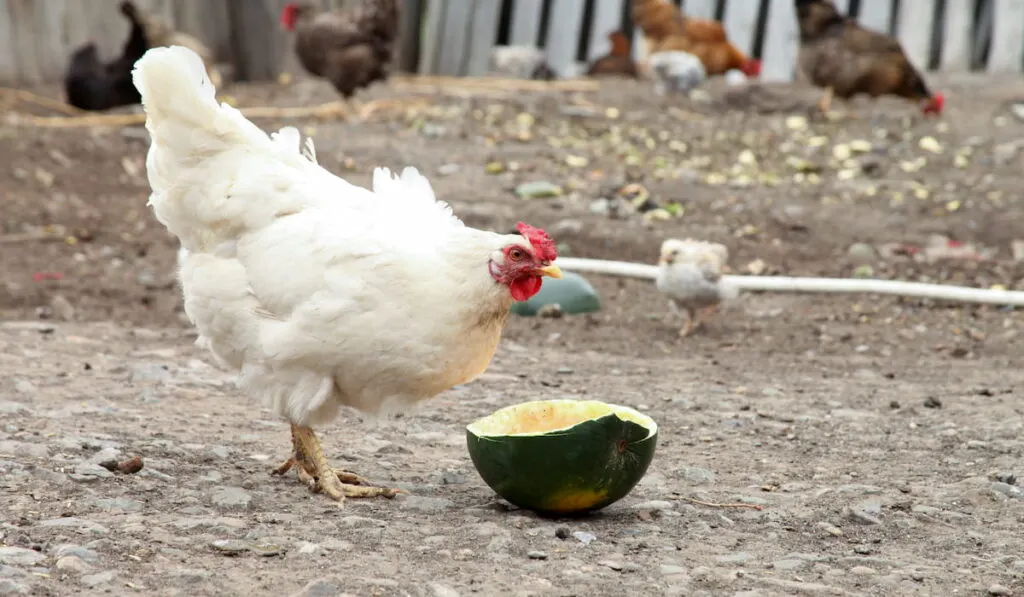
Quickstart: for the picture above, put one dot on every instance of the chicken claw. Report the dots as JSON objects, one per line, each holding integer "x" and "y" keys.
{"x": 314, "y": 471}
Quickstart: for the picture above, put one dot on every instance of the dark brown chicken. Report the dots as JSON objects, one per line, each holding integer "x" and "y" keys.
{"x": 847, "y": 59}
{"x": 619, "y": 61}
{"x": 90, "y": 84}
{"x": 351, "y": 48}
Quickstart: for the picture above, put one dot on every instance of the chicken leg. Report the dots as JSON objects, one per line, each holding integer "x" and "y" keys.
{"x": 824, "y": 104}
{"x": 314, "y": 470}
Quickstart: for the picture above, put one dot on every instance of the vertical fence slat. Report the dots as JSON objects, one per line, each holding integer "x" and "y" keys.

○ ○ ○ ○

== Problem description ==
Copy the listing above verbatim, starting at the line containing "of the dark" and continuing through the last line of the listing, with both of those lines included.

== Answer to the exercise ==
Quickstart: for the picture above, put one dot on every instance of the dark brown chicken. Report the dots as JSON objects, one per line, each holding integer "x" and "y" keys.
{"x": 847, "y": 59}
{"x": 619, "y": 61}
{"x": 90, "y": 84}
{"x": 351, "y": 48}
Quickstart: for the picture above, put one dot on every instance of the chicken leg. Report the dots as JSON objects, one per line, each holding integer "x" and "y" keys.
{"x": 824, "y": 104}
{"x": 314, "y": 470}
Quickstart: for the picture above, put one dot on every instance of the vertical fence slat. Report the dots as JSON objects, one per line, each holding integer "x" and "y" keys.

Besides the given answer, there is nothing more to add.